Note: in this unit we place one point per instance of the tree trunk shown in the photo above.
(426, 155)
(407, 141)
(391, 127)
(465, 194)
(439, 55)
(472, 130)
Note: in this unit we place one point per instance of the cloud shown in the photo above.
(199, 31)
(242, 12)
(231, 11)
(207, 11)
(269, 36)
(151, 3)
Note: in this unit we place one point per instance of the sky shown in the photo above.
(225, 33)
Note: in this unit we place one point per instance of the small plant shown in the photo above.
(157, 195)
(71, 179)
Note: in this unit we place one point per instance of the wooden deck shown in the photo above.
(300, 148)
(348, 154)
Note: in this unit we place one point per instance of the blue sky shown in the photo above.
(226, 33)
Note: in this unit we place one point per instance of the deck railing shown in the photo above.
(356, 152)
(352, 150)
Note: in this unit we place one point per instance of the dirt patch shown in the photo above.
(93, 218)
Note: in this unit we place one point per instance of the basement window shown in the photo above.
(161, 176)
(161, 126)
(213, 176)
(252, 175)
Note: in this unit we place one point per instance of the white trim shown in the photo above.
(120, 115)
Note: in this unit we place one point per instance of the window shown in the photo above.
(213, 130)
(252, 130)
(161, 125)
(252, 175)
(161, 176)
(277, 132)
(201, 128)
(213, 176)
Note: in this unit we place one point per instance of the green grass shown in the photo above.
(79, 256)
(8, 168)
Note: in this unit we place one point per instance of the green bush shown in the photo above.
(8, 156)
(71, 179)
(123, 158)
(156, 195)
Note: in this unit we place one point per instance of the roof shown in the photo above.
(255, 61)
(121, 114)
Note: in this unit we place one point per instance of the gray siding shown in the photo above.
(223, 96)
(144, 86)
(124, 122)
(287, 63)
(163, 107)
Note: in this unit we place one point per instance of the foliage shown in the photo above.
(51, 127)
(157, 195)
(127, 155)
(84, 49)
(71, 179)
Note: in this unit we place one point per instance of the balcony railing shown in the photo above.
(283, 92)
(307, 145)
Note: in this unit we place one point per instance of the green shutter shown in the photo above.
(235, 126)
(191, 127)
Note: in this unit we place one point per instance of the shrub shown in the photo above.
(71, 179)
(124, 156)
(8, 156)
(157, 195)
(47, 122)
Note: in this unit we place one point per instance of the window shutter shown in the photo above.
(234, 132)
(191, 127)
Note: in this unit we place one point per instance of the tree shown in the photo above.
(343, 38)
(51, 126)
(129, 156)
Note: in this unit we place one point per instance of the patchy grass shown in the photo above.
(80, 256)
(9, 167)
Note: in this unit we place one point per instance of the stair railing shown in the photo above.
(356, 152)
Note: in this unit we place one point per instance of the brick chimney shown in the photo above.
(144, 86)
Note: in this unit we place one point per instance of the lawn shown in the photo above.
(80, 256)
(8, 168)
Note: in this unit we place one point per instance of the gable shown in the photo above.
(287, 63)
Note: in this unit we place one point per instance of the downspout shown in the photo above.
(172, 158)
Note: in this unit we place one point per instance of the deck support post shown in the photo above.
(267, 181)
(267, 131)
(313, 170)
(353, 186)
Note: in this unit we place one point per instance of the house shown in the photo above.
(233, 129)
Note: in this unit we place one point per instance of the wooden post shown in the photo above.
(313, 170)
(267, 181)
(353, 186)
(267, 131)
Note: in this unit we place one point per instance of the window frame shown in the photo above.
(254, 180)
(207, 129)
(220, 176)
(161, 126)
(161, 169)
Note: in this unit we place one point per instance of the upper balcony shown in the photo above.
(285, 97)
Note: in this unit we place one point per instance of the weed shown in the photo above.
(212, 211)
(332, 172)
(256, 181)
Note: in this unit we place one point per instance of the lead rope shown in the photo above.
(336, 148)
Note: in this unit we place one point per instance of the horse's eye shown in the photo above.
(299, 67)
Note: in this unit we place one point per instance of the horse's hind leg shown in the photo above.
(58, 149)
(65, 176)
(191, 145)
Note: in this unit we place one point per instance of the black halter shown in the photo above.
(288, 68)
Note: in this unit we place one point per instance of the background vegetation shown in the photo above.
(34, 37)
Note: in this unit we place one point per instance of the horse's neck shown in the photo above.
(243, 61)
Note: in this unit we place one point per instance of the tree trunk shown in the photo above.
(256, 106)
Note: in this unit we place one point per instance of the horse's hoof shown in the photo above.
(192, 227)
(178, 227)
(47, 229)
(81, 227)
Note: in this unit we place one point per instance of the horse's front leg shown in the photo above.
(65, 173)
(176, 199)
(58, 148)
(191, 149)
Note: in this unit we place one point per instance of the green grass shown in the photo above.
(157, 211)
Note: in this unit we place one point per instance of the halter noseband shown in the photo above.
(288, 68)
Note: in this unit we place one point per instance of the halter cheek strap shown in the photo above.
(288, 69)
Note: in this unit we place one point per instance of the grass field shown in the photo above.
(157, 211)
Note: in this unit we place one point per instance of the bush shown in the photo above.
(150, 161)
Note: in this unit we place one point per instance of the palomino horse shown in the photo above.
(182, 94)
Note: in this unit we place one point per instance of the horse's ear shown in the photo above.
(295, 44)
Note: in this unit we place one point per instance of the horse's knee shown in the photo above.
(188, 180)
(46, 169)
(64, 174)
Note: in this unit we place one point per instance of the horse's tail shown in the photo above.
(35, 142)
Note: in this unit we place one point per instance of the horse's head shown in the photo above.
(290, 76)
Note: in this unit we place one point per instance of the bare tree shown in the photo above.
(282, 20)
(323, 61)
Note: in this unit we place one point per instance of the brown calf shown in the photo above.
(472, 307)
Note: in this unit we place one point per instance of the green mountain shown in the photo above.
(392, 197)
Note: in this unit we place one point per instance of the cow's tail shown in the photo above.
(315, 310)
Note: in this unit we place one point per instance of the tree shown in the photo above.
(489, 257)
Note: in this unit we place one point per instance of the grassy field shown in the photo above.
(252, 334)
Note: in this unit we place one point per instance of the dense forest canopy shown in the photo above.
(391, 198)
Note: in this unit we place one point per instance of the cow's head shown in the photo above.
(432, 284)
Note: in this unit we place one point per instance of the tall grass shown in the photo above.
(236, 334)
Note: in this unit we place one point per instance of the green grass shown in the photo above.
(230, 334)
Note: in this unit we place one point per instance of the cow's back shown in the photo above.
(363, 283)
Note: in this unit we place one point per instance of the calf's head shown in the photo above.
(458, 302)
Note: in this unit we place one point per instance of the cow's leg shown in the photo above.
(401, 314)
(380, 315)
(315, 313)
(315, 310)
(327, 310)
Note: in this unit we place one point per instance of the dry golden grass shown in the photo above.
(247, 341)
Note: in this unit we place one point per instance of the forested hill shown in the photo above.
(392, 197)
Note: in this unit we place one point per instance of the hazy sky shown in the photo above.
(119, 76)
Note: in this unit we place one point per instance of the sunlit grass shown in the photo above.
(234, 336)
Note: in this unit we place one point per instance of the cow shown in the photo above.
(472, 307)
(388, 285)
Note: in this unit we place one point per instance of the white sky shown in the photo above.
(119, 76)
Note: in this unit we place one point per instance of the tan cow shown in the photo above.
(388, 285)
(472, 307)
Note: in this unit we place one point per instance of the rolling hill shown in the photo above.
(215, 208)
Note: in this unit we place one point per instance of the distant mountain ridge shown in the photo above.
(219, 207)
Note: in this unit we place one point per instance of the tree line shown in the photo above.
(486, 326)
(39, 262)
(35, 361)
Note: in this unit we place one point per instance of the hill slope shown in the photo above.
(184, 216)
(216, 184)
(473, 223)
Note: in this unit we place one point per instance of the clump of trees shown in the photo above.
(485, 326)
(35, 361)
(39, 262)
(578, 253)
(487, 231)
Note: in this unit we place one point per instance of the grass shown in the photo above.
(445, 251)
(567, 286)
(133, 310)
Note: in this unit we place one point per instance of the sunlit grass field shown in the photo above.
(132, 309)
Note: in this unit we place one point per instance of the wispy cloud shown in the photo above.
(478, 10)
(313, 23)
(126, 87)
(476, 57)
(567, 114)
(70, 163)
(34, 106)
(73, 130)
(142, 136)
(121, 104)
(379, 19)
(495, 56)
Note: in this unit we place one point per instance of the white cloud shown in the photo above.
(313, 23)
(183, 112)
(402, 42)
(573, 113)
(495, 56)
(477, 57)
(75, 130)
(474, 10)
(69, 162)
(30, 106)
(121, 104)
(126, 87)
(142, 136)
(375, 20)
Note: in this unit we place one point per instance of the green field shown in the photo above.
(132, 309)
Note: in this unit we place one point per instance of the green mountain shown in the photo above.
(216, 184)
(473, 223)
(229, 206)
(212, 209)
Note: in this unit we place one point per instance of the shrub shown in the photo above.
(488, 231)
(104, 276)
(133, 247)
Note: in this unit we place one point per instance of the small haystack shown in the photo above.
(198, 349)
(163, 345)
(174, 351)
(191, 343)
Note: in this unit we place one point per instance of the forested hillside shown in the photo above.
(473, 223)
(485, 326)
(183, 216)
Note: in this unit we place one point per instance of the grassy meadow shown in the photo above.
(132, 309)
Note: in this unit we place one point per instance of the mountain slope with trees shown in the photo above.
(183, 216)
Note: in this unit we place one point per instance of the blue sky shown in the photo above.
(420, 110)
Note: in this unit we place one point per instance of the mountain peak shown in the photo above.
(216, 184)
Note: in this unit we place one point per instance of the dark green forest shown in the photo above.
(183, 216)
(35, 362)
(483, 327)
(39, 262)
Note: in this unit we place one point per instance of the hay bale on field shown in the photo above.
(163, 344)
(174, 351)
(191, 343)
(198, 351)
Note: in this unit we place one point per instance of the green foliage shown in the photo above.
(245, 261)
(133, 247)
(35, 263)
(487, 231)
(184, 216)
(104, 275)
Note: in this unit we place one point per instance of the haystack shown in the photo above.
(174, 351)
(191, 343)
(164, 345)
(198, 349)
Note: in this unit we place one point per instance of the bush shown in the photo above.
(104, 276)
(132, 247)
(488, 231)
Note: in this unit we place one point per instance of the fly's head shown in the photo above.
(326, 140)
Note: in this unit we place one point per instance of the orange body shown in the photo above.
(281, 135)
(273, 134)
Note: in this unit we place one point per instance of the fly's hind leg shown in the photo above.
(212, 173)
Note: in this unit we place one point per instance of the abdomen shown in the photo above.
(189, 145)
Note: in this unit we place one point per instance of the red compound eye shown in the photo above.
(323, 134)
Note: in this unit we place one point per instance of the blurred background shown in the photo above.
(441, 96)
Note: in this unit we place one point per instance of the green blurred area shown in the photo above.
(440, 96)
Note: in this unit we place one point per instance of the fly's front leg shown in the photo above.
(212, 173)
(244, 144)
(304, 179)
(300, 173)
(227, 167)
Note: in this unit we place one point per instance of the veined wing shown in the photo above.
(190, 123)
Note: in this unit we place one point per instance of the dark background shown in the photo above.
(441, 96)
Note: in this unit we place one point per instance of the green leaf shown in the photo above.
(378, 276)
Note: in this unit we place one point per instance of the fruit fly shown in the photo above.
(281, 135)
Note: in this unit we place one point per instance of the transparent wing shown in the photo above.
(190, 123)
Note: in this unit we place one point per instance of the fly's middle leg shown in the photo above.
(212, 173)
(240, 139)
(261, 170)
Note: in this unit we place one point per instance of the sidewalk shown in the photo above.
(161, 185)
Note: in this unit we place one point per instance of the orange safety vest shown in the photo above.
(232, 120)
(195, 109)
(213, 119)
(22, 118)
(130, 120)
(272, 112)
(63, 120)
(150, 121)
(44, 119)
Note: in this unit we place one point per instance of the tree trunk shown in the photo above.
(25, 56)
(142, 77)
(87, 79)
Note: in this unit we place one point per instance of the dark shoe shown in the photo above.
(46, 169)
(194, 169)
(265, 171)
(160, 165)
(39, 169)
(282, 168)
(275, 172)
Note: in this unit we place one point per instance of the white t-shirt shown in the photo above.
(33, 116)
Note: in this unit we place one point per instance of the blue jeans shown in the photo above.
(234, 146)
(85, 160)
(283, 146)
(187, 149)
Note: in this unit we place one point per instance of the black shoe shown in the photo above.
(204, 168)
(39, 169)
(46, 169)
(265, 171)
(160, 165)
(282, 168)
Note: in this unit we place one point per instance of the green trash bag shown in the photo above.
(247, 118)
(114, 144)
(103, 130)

__________________________________________________

**Exercise objective:** Please copy the material above word for word, starting at the line that contains "bag shown in the photo above." and continuing through its last line.

**Exercise answer:**
Note: in this unit we place one point per instance of the green trash bag shown in the photo above.
(247, 118)
(114, 144)
(103, 130)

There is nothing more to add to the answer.